Data items

○ ○ ○ ○ ○

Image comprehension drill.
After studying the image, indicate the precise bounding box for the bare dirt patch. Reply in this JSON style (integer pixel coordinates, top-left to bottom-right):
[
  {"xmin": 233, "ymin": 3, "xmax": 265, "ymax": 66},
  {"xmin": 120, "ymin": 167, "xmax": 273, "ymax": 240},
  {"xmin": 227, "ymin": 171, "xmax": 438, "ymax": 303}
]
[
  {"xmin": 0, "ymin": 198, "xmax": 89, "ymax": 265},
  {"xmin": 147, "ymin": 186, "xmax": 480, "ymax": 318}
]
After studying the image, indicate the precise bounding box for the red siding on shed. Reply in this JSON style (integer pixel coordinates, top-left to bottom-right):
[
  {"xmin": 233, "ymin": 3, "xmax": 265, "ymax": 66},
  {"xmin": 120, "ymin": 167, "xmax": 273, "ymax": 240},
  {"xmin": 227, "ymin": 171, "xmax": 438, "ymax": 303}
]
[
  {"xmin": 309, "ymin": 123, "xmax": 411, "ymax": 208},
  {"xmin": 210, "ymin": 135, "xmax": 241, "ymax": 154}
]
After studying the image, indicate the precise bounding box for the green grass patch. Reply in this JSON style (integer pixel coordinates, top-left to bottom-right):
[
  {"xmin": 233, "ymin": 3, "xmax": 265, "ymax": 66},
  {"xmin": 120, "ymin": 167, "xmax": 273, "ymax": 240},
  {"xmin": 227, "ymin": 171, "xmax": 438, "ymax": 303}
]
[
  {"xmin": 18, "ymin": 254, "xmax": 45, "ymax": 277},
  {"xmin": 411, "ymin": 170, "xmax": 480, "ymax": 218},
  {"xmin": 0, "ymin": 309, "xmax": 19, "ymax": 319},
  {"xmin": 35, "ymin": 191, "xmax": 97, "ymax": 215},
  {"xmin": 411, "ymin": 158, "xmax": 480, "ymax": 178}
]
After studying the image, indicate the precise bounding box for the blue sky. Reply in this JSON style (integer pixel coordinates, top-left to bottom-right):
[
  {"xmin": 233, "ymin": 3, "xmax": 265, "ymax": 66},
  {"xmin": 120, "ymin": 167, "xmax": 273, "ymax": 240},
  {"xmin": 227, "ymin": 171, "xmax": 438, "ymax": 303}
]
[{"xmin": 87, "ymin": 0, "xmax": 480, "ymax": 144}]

○ ○ ○ ○ ○

Return each full line of the entries that contains the word "integer".

§ EXERCISE OUTPUT:
After studying the image, indicate the precise bounding box for the bare dirt patch. Reply in this JSON style (integer pixel coordinates, top-left to bottom-right):
After studying the image, indicate the precise bounding box for the red siding on shed. Reply in this JSON style (integer pixel coordinates, top-left to bottom-right):
After studying the image, indicate the precise bounding box for the green grass patch. Reply in this JSON style (integer pixel coordinates, top-left to bottom-right):
After studying the image, indicate the precise bounding box for the blue sky. Reply in this JSON style (integer pixel coordinates, top-left to bottom-right):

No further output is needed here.